La consigne: Repérez chaque ligne ci-dessous qui contient le mot « woman » et recopiez-la.

(Enregistrements d'un jeu de données)
┌──

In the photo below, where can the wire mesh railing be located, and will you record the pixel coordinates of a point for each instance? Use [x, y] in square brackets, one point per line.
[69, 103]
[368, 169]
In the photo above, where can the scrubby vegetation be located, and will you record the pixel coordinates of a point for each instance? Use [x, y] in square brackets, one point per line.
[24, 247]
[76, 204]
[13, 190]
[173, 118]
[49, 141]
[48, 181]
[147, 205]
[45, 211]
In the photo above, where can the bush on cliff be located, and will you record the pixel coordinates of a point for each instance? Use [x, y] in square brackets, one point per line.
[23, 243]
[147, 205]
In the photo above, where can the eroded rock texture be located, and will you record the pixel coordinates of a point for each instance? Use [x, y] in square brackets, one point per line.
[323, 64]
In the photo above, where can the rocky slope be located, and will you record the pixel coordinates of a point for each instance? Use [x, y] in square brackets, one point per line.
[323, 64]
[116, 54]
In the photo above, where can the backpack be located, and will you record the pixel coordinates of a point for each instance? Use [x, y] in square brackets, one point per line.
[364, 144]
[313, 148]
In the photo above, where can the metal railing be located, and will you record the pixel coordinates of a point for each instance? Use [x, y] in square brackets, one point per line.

└──
┌──

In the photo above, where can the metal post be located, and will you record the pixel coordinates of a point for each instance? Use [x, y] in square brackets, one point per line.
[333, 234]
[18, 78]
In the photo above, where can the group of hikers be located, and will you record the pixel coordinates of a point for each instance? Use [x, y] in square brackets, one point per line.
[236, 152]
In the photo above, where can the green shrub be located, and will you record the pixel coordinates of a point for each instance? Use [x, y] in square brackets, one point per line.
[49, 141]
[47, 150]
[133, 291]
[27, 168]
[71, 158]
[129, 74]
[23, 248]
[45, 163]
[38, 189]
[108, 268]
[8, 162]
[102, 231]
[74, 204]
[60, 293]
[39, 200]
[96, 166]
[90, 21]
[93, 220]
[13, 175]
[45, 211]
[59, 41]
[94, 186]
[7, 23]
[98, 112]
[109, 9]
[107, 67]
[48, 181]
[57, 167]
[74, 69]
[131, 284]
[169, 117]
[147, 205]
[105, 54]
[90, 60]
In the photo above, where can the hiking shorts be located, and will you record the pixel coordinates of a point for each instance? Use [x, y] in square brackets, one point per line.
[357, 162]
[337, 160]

└──
┌──

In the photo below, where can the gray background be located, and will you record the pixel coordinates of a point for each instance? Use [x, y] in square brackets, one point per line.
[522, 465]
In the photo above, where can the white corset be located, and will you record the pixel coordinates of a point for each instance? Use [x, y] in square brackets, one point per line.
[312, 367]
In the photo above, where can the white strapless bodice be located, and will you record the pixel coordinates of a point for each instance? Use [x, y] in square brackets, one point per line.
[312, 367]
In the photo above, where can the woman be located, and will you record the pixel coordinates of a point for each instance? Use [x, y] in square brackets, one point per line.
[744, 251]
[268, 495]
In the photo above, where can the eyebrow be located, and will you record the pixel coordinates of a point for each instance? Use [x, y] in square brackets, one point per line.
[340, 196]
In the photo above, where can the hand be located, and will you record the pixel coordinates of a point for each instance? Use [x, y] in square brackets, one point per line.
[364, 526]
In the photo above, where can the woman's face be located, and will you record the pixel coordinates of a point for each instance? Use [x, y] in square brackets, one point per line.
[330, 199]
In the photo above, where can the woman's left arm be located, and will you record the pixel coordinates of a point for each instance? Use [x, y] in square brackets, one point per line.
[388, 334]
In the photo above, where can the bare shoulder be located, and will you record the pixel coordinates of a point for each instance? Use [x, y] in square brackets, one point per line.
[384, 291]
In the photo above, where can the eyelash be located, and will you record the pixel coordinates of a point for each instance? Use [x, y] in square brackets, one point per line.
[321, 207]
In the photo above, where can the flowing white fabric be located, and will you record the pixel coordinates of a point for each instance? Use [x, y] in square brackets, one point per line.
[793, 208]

└──

Exercice terminé:
In the photo above, where can the woman be located, and will you record the pixel coordinates of a point for each instance? Use [x, y] in square brackets, one point per line.
In the photo above, where can the woman's face be located, and will you record the pixel coordinates of a point for each instance? Use [x, y] in square brackets, one point per line.
In the photo above, where can the woman's left arm be located, and will you record the pixel coordinates of a point for each instance? Use [x, y] in square brackets, one point per line.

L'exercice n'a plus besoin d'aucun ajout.